**EXERCISE OBJECTIVE:**
Where the line with "Can you find the white background?" appears in the records below, start there and transcribe each line exactly through the last.

**THE RECORDS:**
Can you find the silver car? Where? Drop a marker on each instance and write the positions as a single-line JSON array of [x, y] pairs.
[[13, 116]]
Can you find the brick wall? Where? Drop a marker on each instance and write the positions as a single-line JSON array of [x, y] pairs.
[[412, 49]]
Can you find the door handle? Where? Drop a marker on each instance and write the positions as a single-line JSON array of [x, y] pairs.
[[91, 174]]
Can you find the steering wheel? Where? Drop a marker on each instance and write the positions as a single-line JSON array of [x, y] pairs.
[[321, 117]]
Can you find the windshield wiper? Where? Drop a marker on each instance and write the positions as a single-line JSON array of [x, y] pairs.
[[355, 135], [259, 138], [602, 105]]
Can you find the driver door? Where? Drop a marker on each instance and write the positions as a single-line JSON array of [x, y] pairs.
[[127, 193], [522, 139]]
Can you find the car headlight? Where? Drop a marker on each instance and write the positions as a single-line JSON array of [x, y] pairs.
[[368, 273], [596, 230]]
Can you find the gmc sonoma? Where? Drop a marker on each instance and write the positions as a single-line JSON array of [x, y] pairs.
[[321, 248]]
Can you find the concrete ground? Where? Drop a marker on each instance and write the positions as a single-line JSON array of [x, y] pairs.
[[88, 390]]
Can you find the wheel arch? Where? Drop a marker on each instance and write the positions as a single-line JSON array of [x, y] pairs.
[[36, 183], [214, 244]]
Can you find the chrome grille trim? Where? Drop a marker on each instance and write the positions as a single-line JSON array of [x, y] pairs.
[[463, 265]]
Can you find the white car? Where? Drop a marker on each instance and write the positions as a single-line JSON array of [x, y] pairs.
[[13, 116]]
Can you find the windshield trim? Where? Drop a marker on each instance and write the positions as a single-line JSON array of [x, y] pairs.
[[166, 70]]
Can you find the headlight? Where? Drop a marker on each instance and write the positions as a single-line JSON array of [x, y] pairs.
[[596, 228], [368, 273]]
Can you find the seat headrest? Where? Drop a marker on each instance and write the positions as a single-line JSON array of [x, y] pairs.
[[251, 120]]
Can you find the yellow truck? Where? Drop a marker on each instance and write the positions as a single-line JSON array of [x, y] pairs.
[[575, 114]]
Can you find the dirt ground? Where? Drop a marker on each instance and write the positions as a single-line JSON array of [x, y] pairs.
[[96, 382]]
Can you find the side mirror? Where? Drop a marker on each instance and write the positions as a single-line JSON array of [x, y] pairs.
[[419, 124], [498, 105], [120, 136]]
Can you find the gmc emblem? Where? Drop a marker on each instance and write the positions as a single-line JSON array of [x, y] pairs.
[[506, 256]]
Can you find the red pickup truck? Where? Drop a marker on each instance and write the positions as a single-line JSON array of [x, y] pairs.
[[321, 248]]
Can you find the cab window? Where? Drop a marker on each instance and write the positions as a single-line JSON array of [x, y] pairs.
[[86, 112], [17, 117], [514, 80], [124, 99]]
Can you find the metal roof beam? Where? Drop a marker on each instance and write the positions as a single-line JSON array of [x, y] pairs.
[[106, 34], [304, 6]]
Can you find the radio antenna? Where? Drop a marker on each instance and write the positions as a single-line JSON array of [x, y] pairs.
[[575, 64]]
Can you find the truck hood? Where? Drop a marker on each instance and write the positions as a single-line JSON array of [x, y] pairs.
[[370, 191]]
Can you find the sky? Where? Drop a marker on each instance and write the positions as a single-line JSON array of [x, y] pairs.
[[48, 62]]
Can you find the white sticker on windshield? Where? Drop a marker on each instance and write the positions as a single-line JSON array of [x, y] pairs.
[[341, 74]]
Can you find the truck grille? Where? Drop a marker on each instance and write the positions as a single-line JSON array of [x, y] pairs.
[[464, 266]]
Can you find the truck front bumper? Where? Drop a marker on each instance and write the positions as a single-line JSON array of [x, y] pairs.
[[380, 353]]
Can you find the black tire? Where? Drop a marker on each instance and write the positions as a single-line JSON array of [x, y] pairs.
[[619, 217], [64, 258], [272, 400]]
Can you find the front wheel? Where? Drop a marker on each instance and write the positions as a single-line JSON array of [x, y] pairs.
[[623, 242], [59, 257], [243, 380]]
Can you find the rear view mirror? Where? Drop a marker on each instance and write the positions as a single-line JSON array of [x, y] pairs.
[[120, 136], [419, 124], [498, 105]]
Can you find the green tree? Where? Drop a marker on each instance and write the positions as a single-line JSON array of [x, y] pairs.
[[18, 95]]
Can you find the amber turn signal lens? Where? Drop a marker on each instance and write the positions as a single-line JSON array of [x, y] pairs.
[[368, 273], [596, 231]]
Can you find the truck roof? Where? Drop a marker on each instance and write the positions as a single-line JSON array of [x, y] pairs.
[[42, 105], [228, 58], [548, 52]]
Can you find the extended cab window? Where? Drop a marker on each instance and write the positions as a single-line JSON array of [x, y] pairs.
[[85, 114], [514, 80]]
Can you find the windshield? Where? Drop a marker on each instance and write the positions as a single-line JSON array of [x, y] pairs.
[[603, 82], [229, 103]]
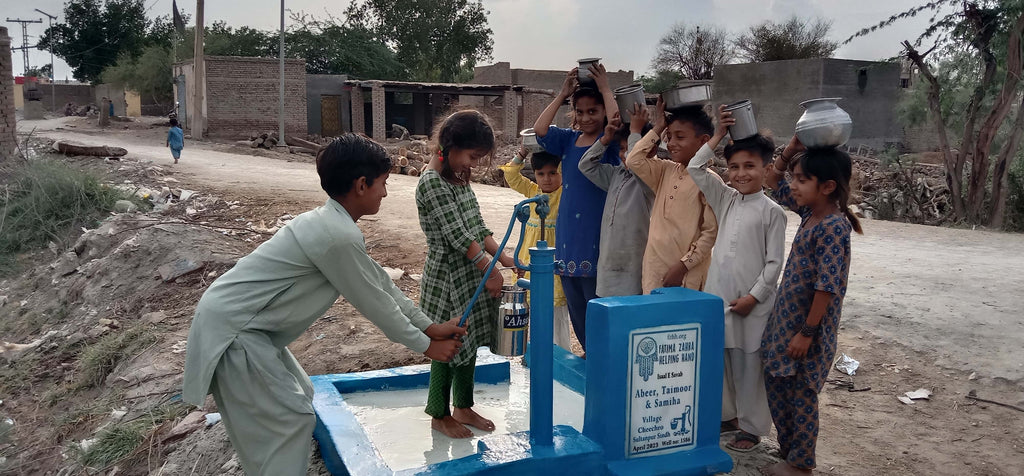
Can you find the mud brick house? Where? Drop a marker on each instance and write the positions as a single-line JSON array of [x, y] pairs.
[[241, 94]]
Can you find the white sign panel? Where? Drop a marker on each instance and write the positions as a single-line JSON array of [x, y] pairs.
[[663, 405]]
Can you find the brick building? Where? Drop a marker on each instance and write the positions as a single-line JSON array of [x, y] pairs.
[[8, 137], [241, 95]]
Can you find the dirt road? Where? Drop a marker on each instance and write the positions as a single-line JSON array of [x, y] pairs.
[[951, 293]]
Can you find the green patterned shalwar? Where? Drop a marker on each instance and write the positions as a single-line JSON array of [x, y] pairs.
[[451, 218]]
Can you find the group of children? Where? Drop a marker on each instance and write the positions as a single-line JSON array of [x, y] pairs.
[[627, 222]]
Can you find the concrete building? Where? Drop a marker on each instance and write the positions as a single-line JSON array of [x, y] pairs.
[[241, 95], [539, 87], [869, 91]]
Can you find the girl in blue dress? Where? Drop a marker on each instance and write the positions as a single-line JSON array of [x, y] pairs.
[[799, 342], [578, 228]]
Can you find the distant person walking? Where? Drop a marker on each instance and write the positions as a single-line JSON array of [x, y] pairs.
[[175, 139]]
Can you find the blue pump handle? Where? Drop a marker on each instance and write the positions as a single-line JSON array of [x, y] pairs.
[[521, 213]]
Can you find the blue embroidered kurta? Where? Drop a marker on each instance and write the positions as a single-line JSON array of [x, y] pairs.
[[819, 260], [578, 229]]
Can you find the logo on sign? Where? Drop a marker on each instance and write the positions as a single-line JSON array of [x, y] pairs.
[[646, 356]]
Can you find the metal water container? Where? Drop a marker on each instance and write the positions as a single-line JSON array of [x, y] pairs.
[[513, 322]]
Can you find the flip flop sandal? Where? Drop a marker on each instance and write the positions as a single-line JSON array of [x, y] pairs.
[[743, 436]]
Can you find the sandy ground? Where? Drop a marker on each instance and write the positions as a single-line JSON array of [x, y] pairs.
[[926, 307]]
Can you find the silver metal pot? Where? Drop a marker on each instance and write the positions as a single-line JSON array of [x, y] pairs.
[[698, 94], [583, 73], [513, 322], [627, 97], [824, 124], [529, 140], [745, 125]]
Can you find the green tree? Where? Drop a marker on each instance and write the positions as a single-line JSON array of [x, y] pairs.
[[332, 48], [795, 39], [435, 39], [95, 33], [660, 81], [976, 49], [150, 74], [693, 51]]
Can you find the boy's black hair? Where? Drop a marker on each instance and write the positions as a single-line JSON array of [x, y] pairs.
[[543, 159], [694, 115], [832, 164], [466, 130], [757, 144], [346, 159]]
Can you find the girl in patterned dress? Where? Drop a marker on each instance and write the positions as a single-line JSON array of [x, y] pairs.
[[457, 243], [799, 342]]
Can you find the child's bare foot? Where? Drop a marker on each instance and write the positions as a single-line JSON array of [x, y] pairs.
[[783, 469], [468, 417], [451, 427]]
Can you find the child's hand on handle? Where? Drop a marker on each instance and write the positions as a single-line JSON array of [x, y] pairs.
[[743, 305], [569, 85], [442, 350], [600, 76], [674, 276], [798, 346], [638, 118], [610, 129], [444, 331], [494, 284]]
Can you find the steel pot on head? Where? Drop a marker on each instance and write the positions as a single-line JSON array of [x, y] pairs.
[[745, 125], [529, 140], [697, 94], [824, 124], [628, 97], [583, 73]]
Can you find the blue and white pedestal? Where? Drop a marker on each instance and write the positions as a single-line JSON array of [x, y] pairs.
[[654, 369]]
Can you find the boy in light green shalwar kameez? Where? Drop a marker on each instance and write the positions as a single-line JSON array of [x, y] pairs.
[[237, 344]]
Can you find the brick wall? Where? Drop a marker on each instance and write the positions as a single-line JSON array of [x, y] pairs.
[[8, 139], [242, 95]]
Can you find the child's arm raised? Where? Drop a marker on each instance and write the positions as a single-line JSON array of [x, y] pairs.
[[513, 175], [591, 164], [649, 169], [601, 79], [710, 183], [544, 121]]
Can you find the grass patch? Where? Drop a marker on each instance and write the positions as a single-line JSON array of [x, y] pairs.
[[99, 359], [47, 201]]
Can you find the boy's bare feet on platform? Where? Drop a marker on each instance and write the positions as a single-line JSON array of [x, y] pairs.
[[450, 427], [783, 469], [468, 417]]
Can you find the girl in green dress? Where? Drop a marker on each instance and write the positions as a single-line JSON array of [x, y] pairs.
[[457, 257]]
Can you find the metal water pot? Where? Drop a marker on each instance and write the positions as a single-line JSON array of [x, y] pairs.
[[513, 322], [824, 124], [628, 97], [745, 125], [583, 73]]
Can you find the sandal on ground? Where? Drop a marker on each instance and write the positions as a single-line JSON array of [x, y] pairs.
[[743, 436]]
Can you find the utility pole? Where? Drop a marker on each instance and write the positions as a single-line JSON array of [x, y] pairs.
[[25, 38], [281, 93], [199, 65], [53, 88]]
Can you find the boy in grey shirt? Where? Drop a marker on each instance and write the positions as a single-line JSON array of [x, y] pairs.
[[627, 208]]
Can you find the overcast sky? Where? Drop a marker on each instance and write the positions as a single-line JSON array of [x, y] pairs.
[[553, 34]]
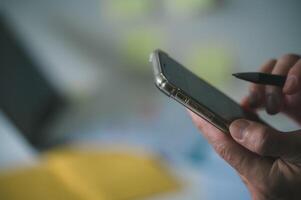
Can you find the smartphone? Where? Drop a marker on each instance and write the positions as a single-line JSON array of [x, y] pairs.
[[196, 94]]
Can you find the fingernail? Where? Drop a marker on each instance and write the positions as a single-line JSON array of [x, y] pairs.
[[238, 129], [273, 103], [253, 99], [291, 83]]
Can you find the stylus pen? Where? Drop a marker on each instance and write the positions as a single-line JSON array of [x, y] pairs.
[[262, 78]]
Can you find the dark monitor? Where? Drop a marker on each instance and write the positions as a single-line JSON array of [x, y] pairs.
[[26, 97]]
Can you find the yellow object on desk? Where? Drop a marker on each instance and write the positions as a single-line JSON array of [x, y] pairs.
[[88, 175]]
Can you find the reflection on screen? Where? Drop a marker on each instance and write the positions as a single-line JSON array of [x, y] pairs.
[[200, 90]]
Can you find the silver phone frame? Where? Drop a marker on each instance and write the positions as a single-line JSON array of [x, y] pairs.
[[179, 95]]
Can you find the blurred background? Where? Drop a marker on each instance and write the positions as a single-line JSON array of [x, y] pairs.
[[80, 117]]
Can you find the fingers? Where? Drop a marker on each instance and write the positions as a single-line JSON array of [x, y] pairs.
[[293, 83], [265, 141], [274, 96], [257, 92], [237, 156]]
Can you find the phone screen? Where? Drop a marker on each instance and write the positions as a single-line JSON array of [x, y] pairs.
[[199, 90]]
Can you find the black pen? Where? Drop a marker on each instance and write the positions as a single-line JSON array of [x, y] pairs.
[[262, 78]]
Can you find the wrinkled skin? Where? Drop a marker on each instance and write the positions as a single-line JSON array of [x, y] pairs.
[[268, 161]]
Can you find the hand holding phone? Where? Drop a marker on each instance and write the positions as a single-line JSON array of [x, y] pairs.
[[268, 161]]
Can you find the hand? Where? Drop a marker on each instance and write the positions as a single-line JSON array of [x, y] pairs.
[[275, 99], [268, 161]]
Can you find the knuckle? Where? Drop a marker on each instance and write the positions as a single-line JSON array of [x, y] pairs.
[[223, 151], [261, 141], [289, 56]]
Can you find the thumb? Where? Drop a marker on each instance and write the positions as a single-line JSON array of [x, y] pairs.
[[266, 141]]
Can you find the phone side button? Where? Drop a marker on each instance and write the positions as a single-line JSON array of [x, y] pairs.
[[180, 96], [197, 107]]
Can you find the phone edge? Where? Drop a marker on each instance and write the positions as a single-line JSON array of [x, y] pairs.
[[170, 90]]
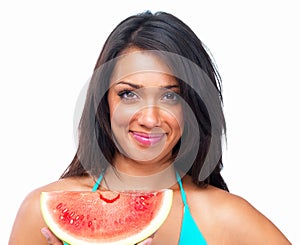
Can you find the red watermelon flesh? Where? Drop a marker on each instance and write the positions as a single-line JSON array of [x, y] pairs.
[[105, 217]]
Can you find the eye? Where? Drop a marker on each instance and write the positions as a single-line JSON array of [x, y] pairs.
[[127, 95], [171, 97]]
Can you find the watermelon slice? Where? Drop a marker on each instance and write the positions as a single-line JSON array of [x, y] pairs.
[[105, 217]]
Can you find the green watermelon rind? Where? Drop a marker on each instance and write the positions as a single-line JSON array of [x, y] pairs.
[[155, 223]]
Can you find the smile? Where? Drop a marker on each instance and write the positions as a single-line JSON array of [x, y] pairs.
[[147, 139]]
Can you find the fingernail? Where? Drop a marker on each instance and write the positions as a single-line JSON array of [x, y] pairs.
[[45, 233]]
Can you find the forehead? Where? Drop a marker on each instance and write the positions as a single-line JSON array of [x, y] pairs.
[[142, 66]]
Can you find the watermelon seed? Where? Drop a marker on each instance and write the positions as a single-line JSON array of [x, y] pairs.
[[110, 200]]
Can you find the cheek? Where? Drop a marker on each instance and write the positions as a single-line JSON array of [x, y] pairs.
[[175, 120], [120, 117]]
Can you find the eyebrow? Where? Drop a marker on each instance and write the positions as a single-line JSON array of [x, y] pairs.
[[136, 86]]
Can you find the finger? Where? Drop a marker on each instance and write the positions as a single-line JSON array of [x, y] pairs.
[[147, 241], [51, 239]]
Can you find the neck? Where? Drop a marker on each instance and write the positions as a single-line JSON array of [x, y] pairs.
[[114, 179]]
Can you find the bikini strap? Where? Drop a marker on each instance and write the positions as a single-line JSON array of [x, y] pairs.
[[181, 189]]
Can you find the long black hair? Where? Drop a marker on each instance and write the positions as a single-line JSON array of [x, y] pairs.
[[200, 88]]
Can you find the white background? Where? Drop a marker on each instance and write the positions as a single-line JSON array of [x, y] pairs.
[[48, 50]]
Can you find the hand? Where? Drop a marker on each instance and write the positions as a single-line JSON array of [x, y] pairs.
[[53, 240]]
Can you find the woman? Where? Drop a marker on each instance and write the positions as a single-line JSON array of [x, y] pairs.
[[153, 119]]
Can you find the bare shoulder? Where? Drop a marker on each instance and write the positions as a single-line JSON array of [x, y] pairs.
[[236, 221], [29, 221]]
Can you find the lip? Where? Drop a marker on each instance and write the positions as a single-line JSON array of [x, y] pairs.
[[147, 139]]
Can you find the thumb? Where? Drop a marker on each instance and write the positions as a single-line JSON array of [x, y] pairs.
[[51, 239]]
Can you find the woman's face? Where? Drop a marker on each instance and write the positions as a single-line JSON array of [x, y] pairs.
[[145, 107]]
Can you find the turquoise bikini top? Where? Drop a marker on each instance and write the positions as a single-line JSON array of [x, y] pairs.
[[190, 233]]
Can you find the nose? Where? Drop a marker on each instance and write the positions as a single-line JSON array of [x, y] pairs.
[[149, 117]]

**SOLVED PROBLEM:**
Can you find the white background? Where? Drop a marker on each instance and write the positions as a single-line JSON array of [x, y] pairs.
[[48, 50]]
Can you find the hand? Where? Drop a marker on each instance and write the positions as a single-line JSON array of [x, y] pairs.
[[53, 240]]
Can you find the woman? Where? Drop a marker on each instance and write the positions as a single-line JSON array of [x, y] pairs.
[[153, 119]]
Can you find the bare shoulder? Where? Drop a marker on each instance and write the positions as a single-line JSON array of [x, y] pairs.
[[236, 221], [29, 221]]
Can you find the lip? Where? Drop a marker on each instance and write the positions as a single-line JSON array of [x, y] pairs.
[[147, 139]]
Can you find the thumb? Where? Drop a marker on each instance and write the positions as a single-line JSON array of [x, y] pairs.
[[51, 239]]
Can you find the woman's face? Where? Drop a marker on each instance and write the positions as a single-line JSON array of [x, y] pairs.
[[145, 107]]
Can you find the turquoise bikini top? Where? Drop a marker on each instance and write the positions as a single-line JSON array of [x, y] pairs.
[[190, 233]]
Can you find the nose? Where? Drop a marker on each instance and write the positions as a single-line JSON array of [x, y] pairs.
[[149, 117]]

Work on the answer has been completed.